Reproduce every line of the records below verbatim, leaving out the pictures.

◆ ◆ ◆ ◆

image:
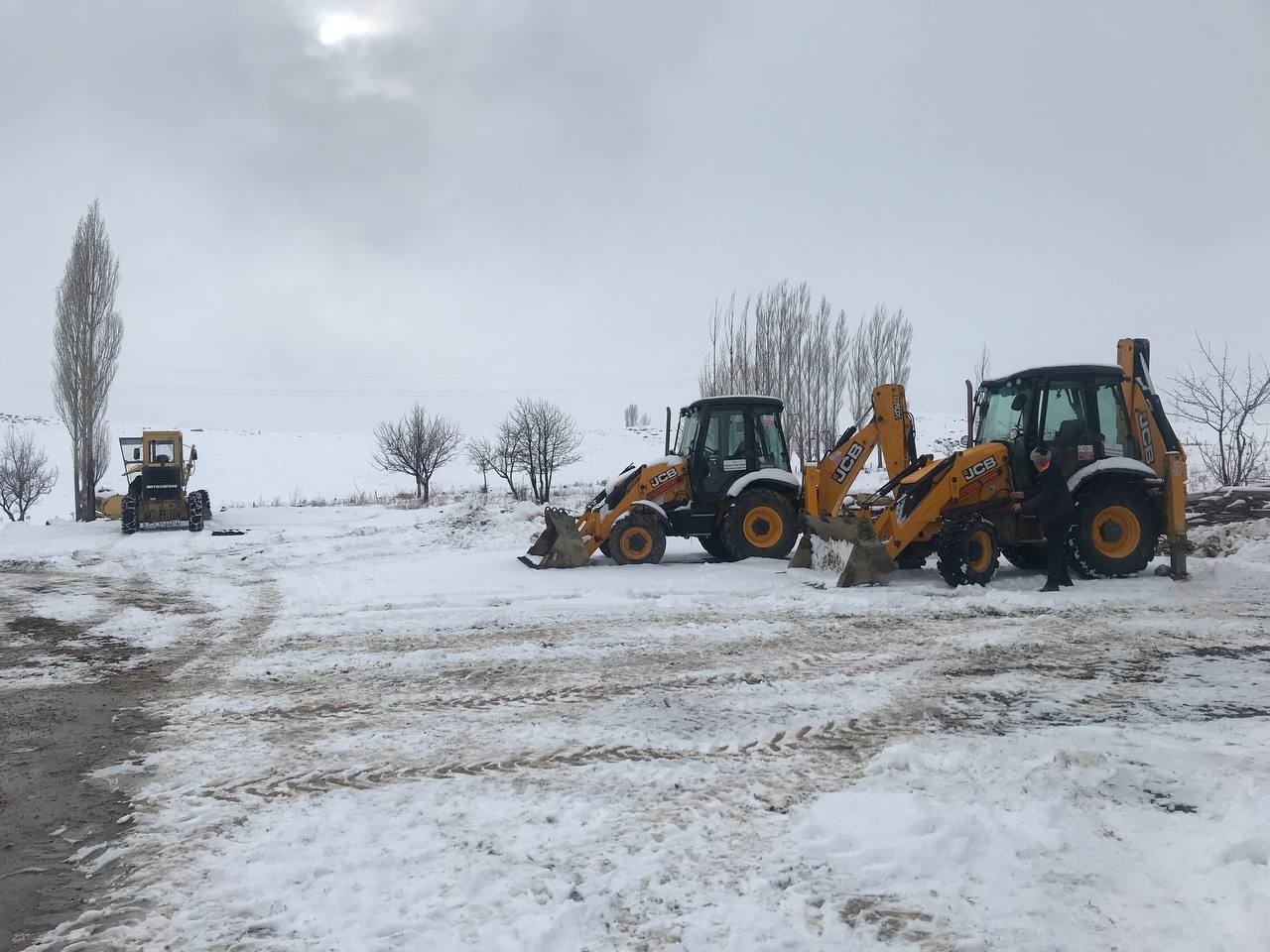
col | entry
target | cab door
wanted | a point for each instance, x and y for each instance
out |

◆ ◆ ◆ ◆

- **Full solution**
image:
col | entry
target | cab door
wanted | a point for each instance, x and y for each instance
out |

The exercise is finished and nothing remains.